++++ RECORDS TO USE
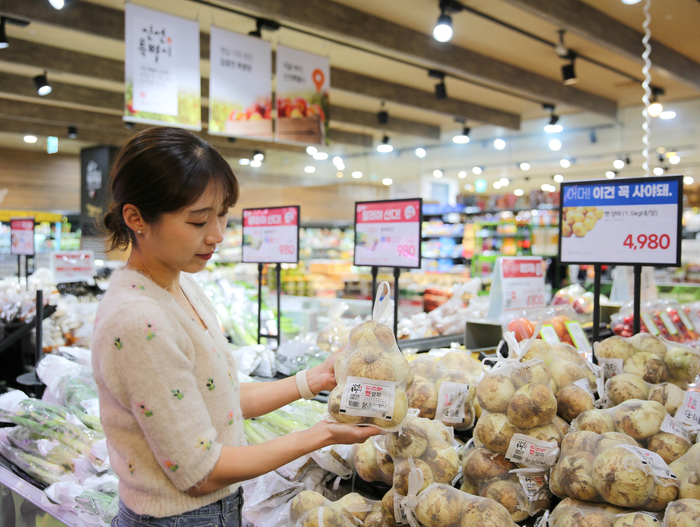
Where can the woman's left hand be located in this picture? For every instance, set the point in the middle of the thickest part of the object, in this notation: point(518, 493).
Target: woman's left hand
point(322, 377)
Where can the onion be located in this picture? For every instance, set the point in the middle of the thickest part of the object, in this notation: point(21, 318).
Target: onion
point(494, 393)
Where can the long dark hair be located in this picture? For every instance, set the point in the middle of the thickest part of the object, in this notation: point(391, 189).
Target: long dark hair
point(162, 170)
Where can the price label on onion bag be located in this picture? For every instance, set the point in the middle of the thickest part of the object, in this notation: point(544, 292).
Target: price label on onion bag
point(611, 367)
point(673, 426)
point(451, 399)
point(578, 335)
point(549, 334)
point(529, 451)
point(670, 326)
point(653, 461)
point(689, 412)
point(400, 515)
point(368, 398)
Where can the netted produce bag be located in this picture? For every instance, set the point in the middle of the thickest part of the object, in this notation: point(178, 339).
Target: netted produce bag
point(335, 334)
point(523, 492)
point(682, 513)
point(519, 408)
point(653, 359)
point(647, 422)
point(372, 374)
point(612, 468)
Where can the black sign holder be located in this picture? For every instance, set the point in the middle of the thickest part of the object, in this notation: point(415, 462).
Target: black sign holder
point(636, 302)
point(278, 270)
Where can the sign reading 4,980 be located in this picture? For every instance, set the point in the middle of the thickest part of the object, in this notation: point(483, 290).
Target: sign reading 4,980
point(621, 222)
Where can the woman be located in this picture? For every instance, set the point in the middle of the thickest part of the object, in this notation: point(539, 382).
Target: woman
point(170, 401)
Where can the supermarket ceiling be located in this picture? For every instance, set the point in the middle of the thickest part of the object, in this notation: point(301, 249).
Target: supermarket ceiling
point(501, 66)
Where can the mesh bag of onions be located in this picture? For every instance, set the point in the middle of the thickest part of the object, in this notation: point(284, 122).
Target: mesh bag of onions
++++++++
Copy exactly the stretch of data above from the line with "Where can the long" through the line with "Where can the price", and omit all other lines.

Where can the long dark hair be located in this picture? For every instance, set the point in the middle of the thickest part of the object, in this notation: point(391, 189).
Target: long dark hair
point(162, 170)
Where can the price label on onion bag be located in this picture? For every instance, set the point in the middle of the thickest part of the object, in this notation: point(544, 292).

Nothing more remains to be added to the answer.